## EXCERPTED TEXT

Here’s where you need to be careful:
1) Making job-related promises you can’t keep – It’s understandable that you want to present the employer and the position in the best possible light to a potential candidate, but if you misrepresent either, you could get into trouble. If the candidate accepts a position based on information that is misleading or later proven untrue, he or she could turn around and sue you. In certain lawsuits, courts may consider promises you made in the recruitment process to be an “implied contract.” As such, if you break the promise, you’ve broken the contract and could be liable for damages to the employee.
Risk-free recruitment tactic: Avoid any statements that imply length of employment or that guarantee long-term or continued employment. Instead, emphasize the “at-will employment” doctrine, which permits an employer to dismiss an employee for any reason (or “without cause”) and without warning. Be especially careful about inflating the health of the company, the level of the position or opportunities for advancement.
2) Using discriminatory terms in job descriptions and advertisements – The wording of a job description or ad can’t show preference based on sex, national origin, age, race, disability, religion or color. To do so is a violation of a handful of anti-discrimination federal laws enforced by the U.S. Equal Employment Opportunity Commission (EEOC), including Title VII of the Civil Rights Act, the Age Discrimination in Employment Act and the Americans with Disabilities Act. For example, using terms as seemingly innocent as “recent college grad” or “stockboy” could raise a red flag and invite scrutiny.
Risk-free recruitment tactic: When writing your job description or ad, you should emphasize the company’s equal employment opportunity policy, spell out as clearly as possible what the job involves (including minimum qualifications and essential job functions) and avoid any suggestions of discrimination by avoiding terms that imply favoritism toward certain types of candidates or dismissal of others. Problematic ads describe a type of person, rather than a type of job.
3) Applying pre-employment testing haphazardly – Testing job applicants – from entry level to executive – can be extremely helpful in narrowing the hiring pool. But you can’t just make up a test and offer it randomly. Testing is carefully governed by various laws and regulations, including the federal government’s Uniform Guidelines on Employee Selection Procedures. Under these guidelines, an employment test (as part of the selection process) can be considered discriminatory if it favors people of a certain race, sex or ethnicity, and unfairly impacts other groups.
Risk-free recruitment tactic: To stay on the right side of the law, only test for skills or traits that are directly related, and necessary, to the job. Take the time to define what you want to measure, and why you want to measure it. This will vary, for example if you’re hiring for a position in the financial and banking industry vs. warehouse shipping and receiving. To help you figure out what to test, identify the job’s primary tasks and duties and rank them by importance. Also, make sure you give the same test to every person being considered for the same job.

## DIRECTIVES
a. Using the hiring-pitfalls text, say whether each statement agrees with it: (i) courts may treat promises made while recruiting as a contract; (ii) candidates for the same job can be given different tests; (iii) the EEOC enforces the Age Discrimination in Employment Act. For each, answer yes or no and quote the words of the text that decide it.
b. Pick up the hiring-pitfalls text after its final sentence and write the next part.

## RECORDS SUPPLIED

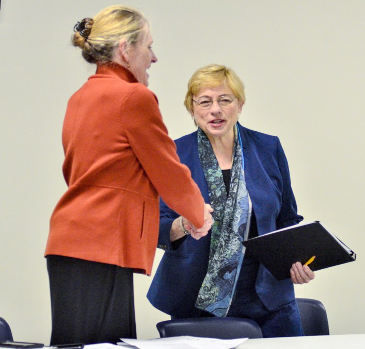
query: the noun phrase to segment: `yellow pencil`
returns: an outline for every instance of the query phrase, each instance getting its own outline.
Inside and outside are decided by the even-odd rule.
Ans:
[[[311,258],[310,258],[310,259],[308,260],[308,261],[307,261],[307,262],[306,262],[306,263],[304,265],[309,265],[309,264],[310,264],[314,260],[314,258],[315,258],[315,256],[313,256]]]

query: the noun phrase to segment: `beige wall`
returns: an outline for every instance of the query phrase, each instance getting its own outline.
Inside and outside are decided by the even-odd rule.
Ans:
[[[73,25],[117,2],[3,0],[0,11],[0,316],[15,339],[47,343],[43,253],[65,189],[61,130],[70,95],[91,74],[70,44]],[[318,271],[297,295],[321,300],[332,334],[365,332],[363,219],[365,26],[363,0],[126,1],[150,19],[159,62],[149,70],[170,134],[194,130],[182,106],[187,80],[215,62],[245,83],[240,122],[280,137],[299,212],[319,220],[359,256]],[[161,258],[158,251],[155,265]],[[135,278],[140,338],[167,315]],[[176,297],[179,297],[176,295]]]

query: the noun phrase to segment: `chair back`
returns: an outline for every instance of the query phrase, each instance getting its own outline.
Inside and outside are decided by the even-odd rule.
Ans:
[[[12,340],[13,335],[10,327],[4,319],[0,317],[0,341]]]
[[[329,334],[327,313],[319,300],[309,298],[297,298],[300,321],[305,336]]]
[[[159,322],[156,327],[161,338],[193,336],[234,339],[262,338],[261,329],[249,319],[237,317],[196,317],[175,319]]]

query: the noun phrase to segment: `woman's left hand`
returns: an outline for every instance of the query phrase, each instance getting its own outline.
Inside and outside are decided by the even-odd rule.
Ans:
[[[302,265],[300,262],[296,262],[290,268],[290,276],[293,283],[302,285],[313,280],[315,275],[308,265]]]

## THE REPLIES
a.
(i) Yes: "In certain lawsuits, courts may consider promises you made in the recruitment process to be an “implied contract.”"
(ii) No: "make sure you give the same test to every person being considered for the same job."
(iii) Yes: "a handful of anti-discrimination federal laws enforced by the U.S. Equal Employment Opportunity Commission (EEOC), including Title VII of the Civil Rights Act, the Age Discrimination in Employment Act and the Americans with Disabilities Act"

b.
4) Failing to get written permission with background checks – Background checks can help you make a more informed hiring decision, while at the same time ruling out dangerous or unfit candidates. Although a wide variety of background checks are available, the most common are credit reports, driving records and criminal histories. Be aware that if you use an outside source, such as a service agency, software program or Internet resource, you must comply with the requirements of the Fair Credit Reporting Act.
Risk-free recruitment tactic: Inform each applicant if you require a background check for employment – and why it’s necessary for the business (especially for checks other than criminal history). For example, you may need to pull a credit report for a job position that involves handling money, or a driving record for a transportation position. To comply with the FCRA, be sure to get the person’s written consent (via an attorney-approved disclosure and authorization form) before you request a background check. When asking about a person’s criminal background, explain that a previous conviction does not automatically disqualify the applicant, but that the applicant can be rejected if he or she attempts to withhold information or falsifies a previous criminal record.
(On the flip side, did you know an employer who doesn’t do background checks could be held liable for “negligent hiring” should an employee turn violent on the job? This, alone, is a clear argument for background checks, as long as they’re handled properly.)
5) Asking references the wrong questions – Contacting an applicant’s former employers is an essential step in the recruitment and hiring process. But, again, you need to tread lightly. Basically, you can’t ask a reference any questions you also can’t ask an applicant, including inquiries related to legally protected characteristics like age, race, gender and national origin. There’s risk for the contacted reference sharing the wrong information, as well. Companies that give negative references could invite legal action from former employees who think comments made about them were unfair, untrue, harmful or discriminatory.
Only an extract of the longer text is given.